### Excerpt provided

• • • • •

Hi friends. Welcome to Mr. Mark’s classroom. I’ve really been experiencing some teachers struggling with classroom management and I thought maybe we better talk about this a little more. So, I want to put together a few of these in a series that might help with what is happening in your classrooms as well. Or if you are a minister, maybe you could just pass this on to your teachers.
First, I want to say we want to model for the children love, a loving relationship with Jesus. They can have a loving relationship with us. So, a couple of things that I want to challenge you to do is to greet them at the door, welcome them into your classroom and actually look them in the eyes and talk to them. Say their name. Their name is so important to them. When you say that, and you’re able to make that connection right as they come in the door, it makes a big difference. Make that connection and have things already ready for them to go ahead and get started. If it’s in preschool, if it’s in elementary, it doesn’t even matter because they need to get started and we want them to. So, go ahead and greet them at the door, say their name.
I even tell the kindergartners that I teach on Sunday morning when it’s time to go. We talk about what we’ve done, and begin getting their papers and stuff and I always tell them that I love them and I hope they have a special day. That’s a little different when I work with the fourth-graders on Wednesday night. Yeah, it’s creepy. If I were to say to one of the children, “I love you, I hope you have a happy day,” or whatever. That’s a little creepy because they’re older. So, here’s what I do with elementary. I say it to the whole class. I get them all together. We’re going to pray. And as we pray and we’re dismissed, I’ll say towards the girls, “I love y’all. I’m so glad you’re in my class. I’m proud of you. I hope you’ll have a great day today.” And you can just give them that as a group message and it keeps the creep factor down. Maybe if you’re a sweet little old lady, you could really get away with it great, and no one would even hesitate. But we have to think about those things and be sure that we want to model a relationship with them so that they will understand what a relationship with Jesus is all about, and that’s a big deal.
Children need to know that they’re loved, that they’re accepted, and that they belong here. It’s not because of what they’re wearing or how they behave or any of that that determines if we love them.
I’ve got to tell you something. I had a meeting with a lady who is considering bringing her daughter to kindergarten this Sunday and I’m praying she will. Her daughter has autism and she’s nonverbal. She’s a little bit concerned about where her daughter will be placed and I totally get that. So, I met her on Wednesday. We looked around and checked out the classroom and stuff. I talked about the wonderful people who work in that class for the hours that she would be in there. And that I would be right there too. When we were all done and she seemed to be better about the whole thing, I just reached up and touched her elbow and I said, “And listen, we will love your child. We will.” And it was a moment that she needed to hear that, that we will love your child. I hope they’ll come so that we can have that chance. But that’s a big message for us to give to parents and to give to children. So, let’s start there, as we’re thinking about classroom management, that we are going to love these children. They don’t have to earn it. We’re just going to accept them just the way Jesus accepts us.

• • • • •

### Information supplied
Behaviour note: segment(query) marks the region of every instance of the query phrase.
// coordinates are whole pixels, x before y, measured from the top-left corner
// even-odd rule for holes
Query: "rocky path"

• • • • •

### Problem
Turn the paragraph in the classroom management talk above that begins "First, I want to say" into a short bulleted list that keeps its main points.

### The reply
- Model for the children a loving relationship with Jesus; they can have a loving relationship with you, too.
- Greet the children at the door, welcome them in, look them in the eyes and talk to them.
- Say each child's name, because it matters so much to them. Making that connection as they come in makes a big difference.
- Have things ready so they can get started right away, whether in preschool or elementary.